Work instructions —
Copy out the listing below with each "one dot per instance" changed to "one point per instance" and nothing else altered.

....

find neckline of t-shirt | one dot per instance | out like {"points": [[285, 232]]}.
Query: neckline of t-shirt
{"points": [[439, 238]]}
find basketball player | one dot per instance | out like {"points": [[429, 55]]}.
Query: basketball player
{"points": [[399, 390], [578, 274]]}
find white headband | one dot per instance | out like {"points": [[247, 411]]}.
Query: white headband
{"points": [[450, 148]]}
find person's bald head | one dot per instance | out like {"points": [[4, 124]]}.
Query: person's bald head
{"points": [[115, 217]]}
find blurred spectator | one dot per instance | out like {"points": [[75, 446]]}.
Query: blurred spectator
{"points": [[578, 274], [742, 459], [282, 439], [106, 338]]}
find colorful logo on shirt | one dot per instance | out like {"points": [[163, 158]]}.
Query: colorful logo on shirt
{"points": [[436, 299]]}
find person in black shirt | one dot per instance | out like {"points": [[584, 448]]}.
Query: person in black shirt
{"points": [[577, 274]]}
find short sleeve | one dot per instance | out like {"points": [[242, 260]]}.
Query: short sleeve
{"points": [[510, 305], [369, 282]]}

....

Exercise result —
find neckline of t-shirt | one point per instance | out like {"points": [[285, 232]]}.
Query: neckline of t-shirt
{"points": [[439, 238]]}
find basketball player | one point per instance | out like {"points": [[429, 55]]}.
Query: basketball player
{"points": [[399, 390], [578, 274]]}
find white headband | one point per instance | out like {"points": [[247, 411]]}.
Query: white headband
{"points": [[450, 148]]}
find person's bald head | one point per instance | out like {"points": [[4, 124]]}.
Query: person's bald head
{"points": [[115, 217]]}
find blurred spectator | one point per instance | out like {"points": [[75, 446]]}.
Query: blurred spectator
{"points": [[578, 274], [742, 459], [282, 439], [106, 338]]}
find colorful logo on shirt | one point per instance | out like {"points": [[163, 158]]}.
Query: colorful logo on shirt
{"points": [[436, 299]]}
find person in black shirt | one point per instance | out like {"points": [[584, 448]]}.
Query: person in black shirt
{"points": [[577, 274]]}
find short sleeve | one point per instance | out like {"points": [[242, 260]]}.
Query: short sleeve
{"points": [[510, 305], [369, 282]]}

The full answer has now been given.